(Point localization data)
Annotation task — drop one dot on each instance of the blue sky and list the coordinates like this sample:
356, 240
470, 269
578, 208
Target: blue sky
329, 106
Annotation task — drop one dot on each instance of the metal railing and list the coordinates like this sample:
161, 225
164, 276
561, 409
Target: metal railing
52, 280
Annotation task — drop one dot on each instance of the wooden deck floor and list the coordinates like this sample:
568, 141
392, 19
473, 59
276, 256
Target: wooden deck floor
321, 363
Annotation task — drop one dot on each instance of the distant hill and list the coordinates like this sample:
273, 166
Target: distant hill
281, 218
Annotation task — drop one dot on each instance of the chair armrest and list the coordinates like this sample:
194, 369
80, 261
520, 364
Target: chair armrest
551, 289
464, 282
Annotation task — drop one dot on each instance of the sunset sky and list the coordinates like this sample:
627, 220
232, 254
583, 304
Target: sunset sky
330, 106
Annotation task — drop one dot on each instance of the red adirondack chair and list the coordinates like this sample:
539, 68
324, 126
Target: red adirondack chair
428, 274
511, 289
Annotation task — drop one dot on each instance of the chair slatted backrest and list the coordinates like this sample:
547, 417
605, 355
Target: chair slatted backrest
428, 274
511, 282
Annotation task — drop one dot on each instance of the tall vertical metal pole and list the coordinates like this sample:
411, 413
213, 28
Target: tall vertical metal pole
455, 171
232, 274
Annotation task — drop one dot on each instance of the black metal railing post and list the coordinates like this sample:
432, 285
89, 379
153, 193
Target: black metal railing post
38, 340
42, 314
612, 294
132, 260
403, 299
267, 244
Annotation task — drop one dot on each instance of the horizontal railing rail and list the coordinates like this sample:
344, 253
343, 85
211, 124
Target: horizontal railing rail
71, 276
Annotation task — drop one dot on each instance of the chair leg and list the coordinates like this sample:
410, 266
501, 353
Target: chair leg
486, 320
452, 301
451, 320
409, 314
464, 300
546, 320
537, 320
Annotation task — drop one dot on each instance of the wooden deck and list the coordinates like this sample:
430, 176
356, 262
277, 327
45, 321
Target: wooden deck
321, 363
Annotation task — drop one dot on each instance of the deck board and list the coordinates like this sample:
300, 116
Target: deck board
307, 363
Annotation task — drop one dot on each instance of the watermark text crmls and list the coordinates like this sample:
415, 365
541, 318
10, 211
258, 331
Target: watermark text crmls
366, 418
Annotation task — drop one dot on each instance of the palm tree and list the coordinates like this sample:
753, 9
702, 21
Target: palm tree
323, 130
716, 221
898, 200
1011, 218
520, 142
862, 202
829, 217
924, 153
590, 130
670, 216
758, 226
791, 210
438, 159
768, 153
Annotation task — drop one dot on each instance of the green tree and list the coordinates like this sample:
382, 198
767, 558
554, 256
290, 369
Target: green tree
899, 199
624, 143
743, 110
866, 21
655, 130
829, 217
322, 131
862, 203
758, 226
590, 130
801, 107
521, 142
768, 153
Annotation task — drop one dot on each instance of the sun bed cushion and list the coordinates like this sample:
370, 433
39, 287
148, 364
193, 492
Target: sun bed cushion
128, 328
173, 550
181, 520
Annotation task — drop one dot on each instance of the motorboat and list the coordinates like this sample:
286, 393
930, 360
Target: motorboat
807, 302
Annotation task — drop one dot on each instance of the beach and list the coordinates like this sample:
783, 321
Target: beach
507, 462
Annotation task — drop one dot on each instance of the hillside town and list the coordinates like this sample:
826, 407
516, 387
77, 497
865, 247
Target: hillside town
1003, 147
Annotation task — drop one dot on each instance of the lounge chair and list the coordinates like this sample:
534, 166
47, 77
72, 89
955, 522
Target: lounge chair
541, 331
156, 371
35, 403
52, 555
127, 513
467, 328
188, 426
==
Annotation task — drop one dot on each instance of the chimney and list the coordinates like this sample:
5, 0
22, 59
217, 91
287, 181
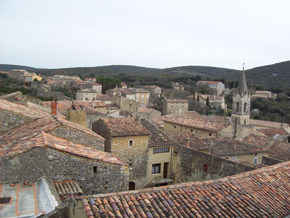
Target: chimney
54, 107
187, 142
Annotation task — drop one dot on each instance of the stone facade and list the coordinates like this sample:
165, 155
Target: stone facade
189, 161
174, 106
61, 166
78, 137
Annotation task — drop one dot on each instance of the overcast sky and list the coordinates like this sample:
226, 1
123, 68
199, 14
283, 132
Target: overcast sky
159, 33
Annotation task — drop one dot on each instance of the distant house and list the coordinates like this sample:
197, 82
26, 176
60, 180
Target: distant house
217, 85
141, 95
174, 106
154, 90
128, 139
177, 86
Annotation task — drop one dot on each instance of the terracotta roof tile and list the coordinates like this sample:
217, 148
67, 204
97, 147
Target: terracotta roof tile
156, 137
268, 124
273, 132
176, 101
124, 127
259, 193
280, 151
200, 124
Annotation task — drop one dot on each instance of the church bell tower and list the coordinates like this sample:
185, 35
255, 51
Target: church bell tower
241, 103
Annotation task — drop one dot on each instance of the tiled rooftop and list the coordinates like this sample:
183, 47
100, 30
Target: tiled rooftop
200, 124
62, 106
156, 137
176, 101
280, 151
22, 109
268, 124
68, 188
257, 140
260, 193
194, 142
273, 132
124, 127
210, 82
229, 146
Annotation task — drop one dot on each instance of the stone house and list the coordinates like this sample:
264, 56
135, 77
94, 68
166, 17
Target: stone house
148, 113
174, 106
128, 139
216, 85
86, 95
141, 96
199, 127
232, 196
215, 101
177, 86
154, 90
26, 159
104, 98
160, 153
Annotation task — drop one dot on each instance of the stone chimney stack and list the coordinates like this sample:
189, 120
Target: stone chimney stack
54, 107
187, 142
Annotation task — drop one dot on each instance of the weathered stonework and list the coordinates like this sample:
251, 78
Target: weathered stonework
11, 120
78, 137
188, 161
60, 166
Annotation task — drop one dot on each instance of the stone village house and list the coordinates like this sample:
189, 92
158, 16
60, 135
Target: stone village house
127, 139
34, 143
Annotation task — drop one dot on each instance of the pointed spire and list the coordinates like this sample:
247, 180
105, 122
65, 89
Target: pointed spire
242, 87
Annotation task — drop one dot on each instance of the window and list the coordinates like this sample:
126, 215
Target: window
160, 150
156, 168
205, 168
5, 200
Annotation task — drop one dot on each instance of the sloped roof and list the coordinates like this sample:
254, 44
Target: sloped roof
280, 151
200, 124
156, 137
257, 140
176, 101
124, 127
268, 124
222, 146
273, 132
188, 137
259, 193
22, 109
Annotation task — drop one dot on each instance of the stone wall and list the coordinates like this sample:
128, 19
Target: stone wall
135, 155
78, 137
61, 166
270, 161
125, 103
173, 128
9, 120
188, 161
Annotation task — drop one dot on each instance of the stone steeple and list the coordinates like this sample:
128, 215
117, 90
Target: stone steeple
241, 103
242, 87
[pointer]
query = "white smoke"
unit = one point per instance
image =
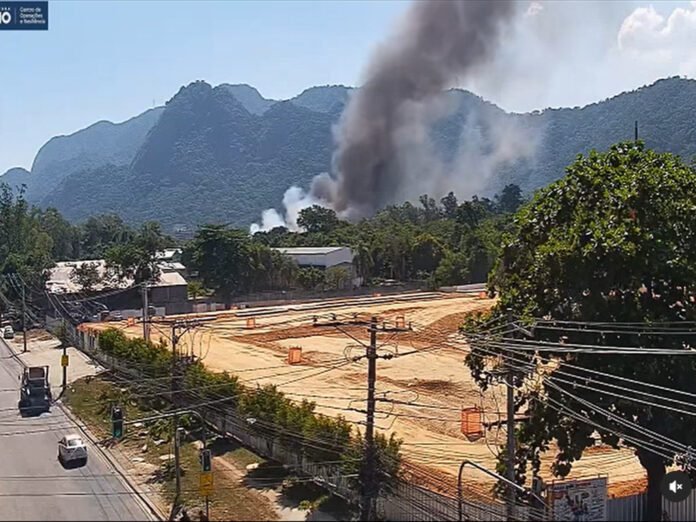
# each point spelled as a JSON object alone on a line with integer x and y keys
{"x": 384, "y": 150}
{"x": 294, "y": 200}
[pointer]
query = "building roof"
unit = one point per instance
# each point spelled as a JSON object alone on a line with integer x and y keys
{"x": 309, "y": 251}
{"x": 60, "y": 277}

§ Task requirements: Work out how many lines in the records above contain the word "query". State only that number.

§ Result of the task: 2